- _Aim of the task_: Copy out the entries below word for word, from the line containing "Locate each instance of the bird's shadow" through the end of the entries, and leave the pictures out of your answer.

- _Given data_:
====

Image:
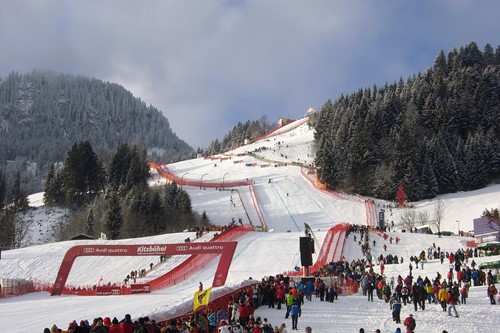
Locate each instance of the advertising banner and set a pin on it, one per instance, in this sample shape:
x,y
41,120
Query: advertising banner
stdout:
x,y
142,288
106,291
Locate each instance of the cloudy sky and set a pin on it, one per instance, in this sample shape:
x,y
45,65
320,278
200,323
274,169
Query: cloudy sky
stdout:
x,y
209,64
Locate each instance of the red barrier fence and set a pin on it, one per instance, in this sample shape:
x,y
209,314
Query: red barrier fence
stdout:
x,y
196,262
187,268
165,173
15,287
331,251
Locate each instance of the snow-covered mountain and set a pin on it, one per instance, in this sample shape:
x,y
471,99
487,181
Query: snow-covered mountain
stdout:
x,y
282,198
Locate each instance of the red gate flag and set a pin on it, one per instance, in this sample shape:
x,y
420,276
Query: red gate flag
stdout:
x,y
201,298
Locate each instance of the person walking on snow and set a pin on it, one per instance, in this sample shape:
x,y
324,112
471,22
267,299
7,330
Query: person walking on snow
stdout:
x,y
294,312
452,301
410,324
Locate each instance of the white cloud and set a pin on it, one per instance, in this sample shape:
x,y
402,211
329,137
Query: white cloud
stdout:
x,y
207,65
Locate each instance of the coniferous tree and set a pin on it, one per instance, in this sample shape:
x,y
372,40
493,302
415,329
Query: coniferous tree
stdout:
x,y
19,199
3,189
157,217
89,228
113,216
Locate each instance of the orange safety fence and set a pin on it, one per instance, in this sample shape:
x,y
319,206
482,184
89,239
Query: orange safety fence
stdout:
x,y
196,262
163,171
184,270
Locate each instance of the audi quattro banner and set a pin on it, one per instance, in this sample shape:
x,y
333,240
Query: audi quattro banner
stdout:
x,y
140,288
225,249
149,249
106,291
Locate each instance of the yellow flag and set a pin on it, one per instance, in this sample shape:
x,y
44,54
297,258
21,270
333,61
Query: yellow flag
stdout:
x,y
201,298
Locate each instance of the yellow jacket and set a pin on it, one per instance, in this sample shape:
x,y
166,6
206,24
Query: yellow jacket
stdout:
x,y
443,295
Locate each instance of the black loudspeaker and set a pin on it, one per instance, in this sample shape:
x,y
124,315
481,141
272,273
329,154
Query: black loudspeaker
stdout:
x,y
305,251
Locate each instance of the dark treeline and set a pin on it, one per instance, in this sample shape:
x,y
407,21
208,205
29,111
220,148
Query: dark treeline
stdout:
x,y
238,135
438,132
42,114
112,198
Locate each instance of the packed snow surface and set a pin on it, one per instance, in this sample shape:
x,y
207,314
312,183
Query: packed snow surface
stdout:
x,y
286,199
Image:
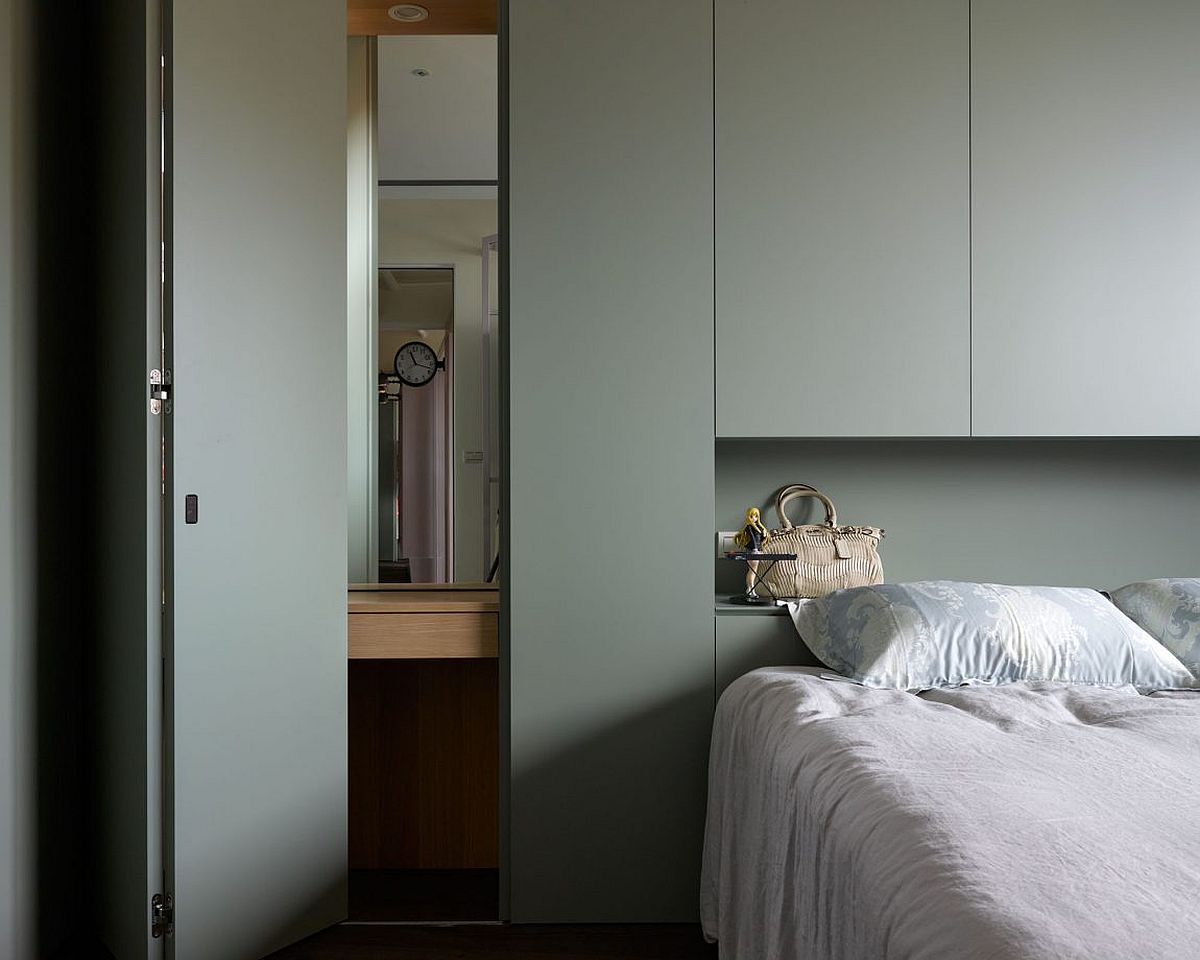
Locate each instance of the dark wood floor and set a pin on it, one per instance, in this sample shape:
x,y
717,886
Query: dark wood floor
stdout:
x,y
429,895
533,941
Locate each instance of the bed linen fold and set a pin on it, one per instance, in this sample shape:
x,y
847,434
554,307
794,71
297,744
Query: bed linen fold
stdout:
x,y
1019,822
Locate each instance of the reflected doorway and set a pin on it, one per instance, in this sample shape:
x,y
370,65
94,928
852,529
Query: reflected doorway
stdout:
x,y
415,516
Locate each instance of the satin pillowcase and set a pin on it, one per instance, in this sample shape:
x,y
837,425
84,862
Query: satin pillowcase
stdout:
x,y
1168,610
915,636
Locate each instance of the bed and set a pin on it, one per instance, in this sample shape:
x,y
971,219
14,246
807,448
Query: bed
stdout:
x,y
1027,821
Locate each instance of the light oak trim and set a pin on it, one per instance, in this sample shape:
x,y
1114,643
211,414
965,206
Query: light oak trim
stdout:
x,y
425,636
424,601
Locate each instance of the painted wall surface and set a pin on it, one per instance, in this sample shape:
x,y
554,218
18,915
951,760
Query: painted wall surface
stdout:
x,y
415,233
610,641
1067,513
17,736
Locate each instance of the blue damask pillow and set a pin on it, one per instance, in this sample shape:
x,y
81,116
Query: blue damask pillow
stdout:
x,y
1168,610
942,633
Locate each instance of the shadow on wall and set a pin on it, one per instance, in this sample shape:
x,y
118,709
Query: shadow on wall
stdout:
x,y
625,869
67,497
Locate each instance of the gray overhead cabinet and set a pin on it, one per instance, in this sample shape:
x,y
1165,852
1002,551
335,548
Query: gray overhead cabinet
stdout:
x,y
1086,217
843,256
877,279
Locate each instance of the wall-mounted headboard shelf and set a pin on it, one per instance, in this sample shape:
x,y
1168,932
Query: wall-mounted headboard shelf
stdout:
x,y
1079,511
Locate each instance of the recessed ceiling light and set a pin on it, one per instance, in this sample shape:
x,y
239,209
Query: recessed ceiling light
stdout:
x,y
408,12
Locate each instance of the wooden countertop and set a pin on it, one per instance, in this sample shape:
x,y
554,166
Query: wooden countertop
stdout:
x,y
421,599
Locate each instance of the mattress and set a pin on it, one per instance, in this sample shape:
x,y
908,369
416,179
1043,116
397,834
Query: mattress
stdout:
x,y
1018,822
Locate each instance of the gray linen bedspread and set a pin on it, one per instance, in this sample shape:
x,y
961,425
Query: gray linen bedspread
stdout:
x,y
1019,822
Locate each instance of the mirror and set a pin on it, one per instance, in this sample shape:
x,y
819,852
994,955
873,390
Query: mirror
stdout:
x,y
415,435
424,455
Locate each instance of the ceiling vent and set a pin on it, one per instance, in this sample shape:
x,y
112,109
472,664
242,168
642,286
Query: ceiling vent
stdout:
x,y
408,12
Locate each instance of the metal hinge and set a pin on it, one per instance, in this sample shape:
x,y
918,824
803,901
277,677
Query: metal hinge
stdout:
x,y
160,390
162,916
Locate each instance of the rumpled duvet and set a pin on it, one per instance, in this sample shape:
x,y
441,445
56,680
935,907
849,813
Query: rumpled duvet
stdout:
x,y
1017,822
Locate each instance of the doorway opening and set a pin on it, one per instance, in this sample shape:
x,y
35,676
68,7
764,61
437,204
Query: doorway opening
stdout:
x,y
424,492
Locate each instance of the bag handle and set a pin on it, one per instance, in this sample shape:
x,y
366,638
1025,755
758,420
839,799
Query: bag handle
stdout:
x,y
795,491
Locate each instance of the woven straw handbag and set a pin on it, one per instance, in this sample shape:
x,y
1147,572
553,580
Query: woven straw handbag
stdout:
x,y
828,557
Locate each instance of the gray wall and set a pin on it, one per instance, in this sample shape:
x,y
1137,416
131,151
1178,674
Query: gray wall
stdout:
x,y
611,444
1084,513
16,498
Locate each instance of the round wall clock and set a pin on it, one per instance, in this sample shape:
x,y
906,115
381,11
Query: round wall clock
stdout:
x,y
415,363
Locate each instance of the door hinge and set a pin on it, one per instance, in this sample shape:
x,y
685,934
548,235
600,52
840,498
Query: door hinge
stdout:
x,y
162,916
160,391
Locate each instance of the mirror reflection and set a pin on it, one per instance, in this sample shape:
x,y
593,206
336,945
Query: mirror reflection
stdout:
x,y
415,436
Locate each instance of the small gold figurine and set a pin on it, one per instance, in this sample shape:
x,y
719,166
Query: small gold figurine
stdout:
x,y
753,538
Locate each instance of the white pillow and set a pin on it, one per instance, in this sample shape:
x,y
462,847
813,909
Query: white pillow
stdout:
x,y
1168,610
941,633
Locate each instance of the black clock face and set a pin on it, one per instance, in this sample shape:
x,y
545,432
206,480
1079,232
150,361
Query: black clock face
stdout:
x,y
415,363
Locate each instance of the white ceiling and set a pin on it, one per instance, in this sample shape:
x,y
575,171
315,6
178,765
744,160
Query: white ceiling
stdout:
x,y
442,126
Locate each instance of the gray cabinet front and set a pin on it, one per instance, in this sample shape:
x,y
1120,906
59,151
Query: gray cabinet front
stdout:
x,y
1086,217
841,204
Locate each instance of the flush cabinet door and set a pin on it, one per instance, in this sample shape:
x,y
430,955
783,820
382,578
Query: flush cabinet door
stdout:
x,y
610,654
1086,217
843,239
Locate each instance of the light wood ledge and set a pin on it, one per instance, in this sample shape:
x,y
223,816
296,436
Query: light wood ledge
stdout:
x,y
423,624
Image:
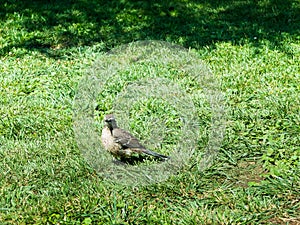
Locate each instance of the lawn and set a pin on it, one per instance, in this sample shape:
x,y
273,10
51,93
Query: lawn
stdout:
x,y
252,48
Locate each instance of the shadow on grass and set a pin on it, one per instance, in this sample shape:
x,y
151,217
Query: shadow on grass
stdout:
x,y
56,25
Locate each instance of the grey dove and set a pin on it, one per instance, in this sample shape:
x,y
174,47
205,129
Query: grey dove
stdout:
x,y
120,143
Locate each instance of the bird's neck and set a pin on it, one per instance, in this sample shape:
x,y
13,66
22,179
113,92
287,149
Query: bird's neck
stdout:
x,y
112,125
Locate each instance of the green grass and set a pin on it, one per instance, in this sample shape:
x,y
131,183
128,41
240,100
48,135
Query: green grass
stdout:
x,y
253,47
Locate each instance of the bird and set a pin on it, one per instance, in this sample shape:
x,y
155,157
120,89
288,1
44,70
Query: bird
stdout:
x,y
122,144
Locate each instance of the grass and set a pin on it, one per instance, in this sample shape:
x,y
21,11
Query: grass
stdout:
x,y
252,47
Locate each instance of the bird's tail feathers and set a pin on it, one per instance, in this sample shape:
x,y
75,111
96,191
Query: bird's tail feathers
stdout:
x,y
155,154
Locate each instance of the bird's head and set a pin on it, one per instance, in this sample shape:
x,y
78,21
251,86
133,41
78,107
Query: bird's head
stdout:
x,y
110,121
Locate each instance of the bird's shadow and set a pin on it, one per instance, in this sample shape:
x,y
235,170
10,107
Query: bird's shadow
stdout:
x,y
135,160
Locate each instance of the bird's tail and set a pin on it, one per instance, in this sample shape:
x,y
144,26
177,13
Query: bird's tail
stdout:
x,y
155,154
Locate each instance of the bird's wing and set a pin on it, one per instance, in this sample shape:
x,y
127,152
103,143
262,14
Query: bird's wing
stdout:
x,y
126,139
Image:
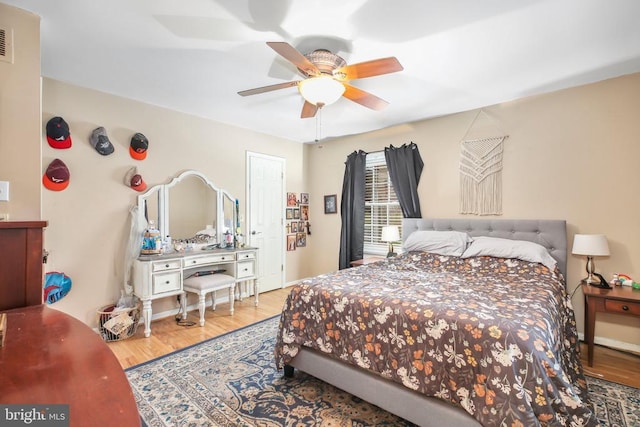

====

- _Output for this exercise_:
Locate each instance of the bird's shadow and set a pin on it, one per instance, in this sample shape:
x,y
235,170
10,107
Query: bird's shadow
stdout:
x,y
135,160
Locate each instance of the bird's tail and set a pin on it, one per instance, in this sample shape:
x,y
144,26
177,13
Query: bird's tail
stdout:
x,y
155,154
Locate each instance of the bird's wing and set a pin on it, one per instance, in this sample shape:
x,y
127,152
103,143
262,14
Query: bird's wing
stdout:
x,y
126,139
Image:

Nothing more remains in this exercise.